Every entry here needs to be repeated exactly.

= = =

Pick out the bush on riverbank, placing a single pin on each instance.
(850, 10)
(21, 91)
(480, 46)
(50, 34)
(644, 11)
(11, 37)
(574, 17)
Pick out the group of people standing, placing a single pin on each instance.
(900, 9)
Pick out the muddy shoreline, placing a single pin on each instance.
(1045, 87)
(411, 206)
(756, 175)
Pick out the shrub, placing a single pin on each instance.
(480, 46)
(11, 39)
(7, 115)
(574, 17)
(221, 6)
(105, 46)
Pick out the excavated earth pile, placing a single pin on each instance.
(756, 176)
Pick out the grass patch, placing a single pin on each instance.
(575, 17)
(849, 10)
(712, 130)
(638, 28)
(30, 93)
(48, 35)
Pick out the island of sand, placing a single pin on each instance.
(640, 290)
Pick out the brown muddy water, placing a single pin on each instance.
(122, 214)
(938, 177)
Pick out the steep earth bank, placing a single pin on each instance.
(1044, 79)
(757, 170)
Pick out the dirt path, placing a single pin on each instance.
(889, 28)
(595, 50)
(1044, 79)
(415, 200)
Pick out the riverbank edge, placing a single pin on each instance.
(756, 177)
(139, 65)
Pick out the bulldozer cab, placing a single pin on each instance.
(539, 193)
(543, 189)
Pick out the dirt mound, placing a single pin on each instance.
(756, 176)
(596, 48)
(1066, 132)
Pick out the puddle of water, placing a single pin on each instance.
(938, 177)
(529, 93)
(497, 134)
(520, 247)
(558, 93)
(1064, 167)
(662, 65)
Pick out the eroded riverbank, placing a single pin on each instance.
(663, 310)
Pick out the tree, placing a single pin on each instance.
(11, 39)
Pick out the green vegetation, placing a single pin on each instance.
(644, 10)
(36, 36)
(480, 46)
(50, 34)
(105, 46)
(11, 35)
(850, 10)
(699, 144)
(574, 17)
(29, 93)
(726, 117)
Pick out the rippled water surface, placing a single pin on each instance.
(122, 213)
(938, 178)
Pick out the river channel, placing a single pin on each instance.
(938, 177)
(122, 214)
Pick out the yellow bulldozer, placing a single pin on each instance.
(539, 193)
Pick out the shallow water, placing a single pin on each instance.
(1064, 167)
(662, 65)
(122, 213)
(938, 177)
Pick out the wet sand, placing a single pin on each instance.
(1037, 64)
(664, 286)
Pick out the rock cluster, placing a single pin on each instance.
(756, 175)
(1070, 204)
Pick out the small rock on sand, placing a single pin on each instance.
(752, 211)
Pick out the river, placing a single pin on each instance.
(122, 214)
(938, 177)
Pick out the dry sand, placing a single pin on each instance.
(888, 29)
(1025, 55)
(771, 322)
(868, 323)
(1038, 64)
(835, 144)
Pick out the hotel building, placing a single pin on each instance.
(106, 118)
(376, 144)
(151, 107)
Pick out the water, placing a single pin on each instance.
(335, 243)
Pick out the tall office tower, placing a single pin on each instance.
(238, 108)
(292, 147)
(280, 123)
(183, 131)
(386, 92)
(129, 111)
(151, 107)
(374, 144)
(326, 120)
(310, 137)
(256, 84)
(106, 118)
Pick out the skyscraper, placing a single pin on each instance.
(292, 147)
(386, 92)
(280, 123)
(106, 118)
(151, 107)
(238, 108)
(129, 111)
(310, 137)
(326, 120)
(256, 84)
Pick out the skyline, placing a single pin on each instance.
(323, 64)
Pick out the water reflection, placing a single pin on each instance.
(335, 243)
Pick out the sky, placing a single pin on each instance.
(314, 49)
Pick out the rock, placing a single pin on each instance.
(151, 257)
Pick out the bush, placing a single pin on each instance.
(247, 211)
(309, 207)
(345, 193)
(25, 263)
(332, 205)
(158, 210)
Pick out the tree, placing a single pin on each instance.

= = =

__TASK SOLUTION__:
Pick out the bush on riverbank, placing a single pin on each instance.
(850, 10)
(21, 91)
(480, 46)
(50, 34)
(644, 11)
(11, 37)
(574, 17)
Pick out the group of people standing, placing a single pin on each instance.
(900, 9)
Pick out the muddy shoreline, placing a single pin on each instance.
(1045, 87)
(411, 206)
(756, 175)
Pick out the shrub, placing a single pin on each instance.
(480, 46)
(11, 39)
(7, 115)
(574, 17)
(221, 6)
(105, 46)
Pick out the excavated earth pile, placing a single pin on each instance.
(756, 176)
Pick out the grass patch, placing a single pin on each instance.
(575, 17)
(849, 10)
(712, 130)
(638, 28)
(30, 93)
(48, 35)
Pick out the island of sand, placing a single pin on each instance.
(640, 290)
Pick out the brown muddy water, placing a single pin on each instance.
(122, 214)
(938, 177)
Pick out the steep earth bank, placing a single pin on each instance.
(1044, 79)
(757, 170)
Pick out the dirt path, placing a single pin on each instance.
(889, 28)
(595, 50)
(1044, 79)
(415, 200)
Pick out the riverbank edge, placing a single pin on each instance.
(756, 177)
(139, 65)
Pick out the bulldozer cab, placing a single pin on each instance.
(539, 193)
(543, 189)
Pick out the dirt mound, placing a single pin on each instance.
(756, 176)
(596, 48)
(1066, 132)
Pick out the puddle of water, placing a single pin on each instance.
(938, 177)
(529, 93)
(497, 134)
(520, 247)
(558, 93)
(1064, 167)
(662, 65)
Pick out the eroded riverbank, placing a single pin on each instance.
(663, 310)
Pick out the tree, placing a single pin on each instance.
(11, 39)
Pick out the green vegetation, placing a single pin on each instance.
(644, 10)
(36, 36)
(480, 46)
(50, 34)
(105, 46)
(11, 35)
(850, 10)
(699, 144)
(574, 17)
(29, 93)
(726, 117)
Pick out the rippled water surface, placing a single pin on each instance.
(122, 213)
(938, 178)
Pick out the river channel, placing a single pin on each instance.
(938, 177)
(122, 214)
Pick out the yellow bulldozer, placing a single pin on each instance.
(539, 193)
Pick out the shallow water, placing a single pin on each instance.
(1064, 167)
(662, 65)
(122, 213)
(938, 177)
Pick out the wet sand, placing a single pin on each instance.
(1037, 64)
(664, 286)
Pick out the rock cluster, placing a single pin on each instance.
(756, 175)
(1070, 204)
Pick out the small rock on sand, placing a single pin on each instance.
(752, 211)
Pick out the river, placing a single pin on each instance.
(122, 214)
(938, 177)
Pick out the dry sand, placing a single pin on each instance.
(888, 29)
(1025, 55)
(771, 322)
(868, 323)
(1038, 64)
(835, 144)
Pick out the hotel building, placing a single pin on each instance.
(106, 118)
(376, 144)
(151, 107)
Pick out the water, placing a single pin on each instance.
(335, 243)
Pick out the tall office tower, placing a single pin on each instance.
(238, 108)
(292, 147)
(280, 123)
(183, 131)
(386, 92)
(129, 111)
(151, 107)
(374, 144)
(326, 120)
(310, 137)
(256, 84)
(106, 118)
Pick out the skyscraper, placing a single pin on each instance.
(292, 147)
(386, 92)
(280, 123)
(106, 118)
(151, 107)
(238, 108)
(129, 111)
(310, 137)
(326, 120)
(256, 84)
Pick out the skyline, placing a single pin on each instance.
(323, 64)
Pick out the water reflection, placing a single pin on each instance.
(335, 243)
Pick out the sky, placing a single pin on each instance.
(314, 49)
Pick out the rock, placing a single pin on each instance.
(151, 257)
Pick out the bush, placing a single pin on each instance.
(247, 211)
(309, 207)
(345, 193)
(25, 263)
(332, 205)
(158, 210)
Pick out the tree, placing a single pin on each instance.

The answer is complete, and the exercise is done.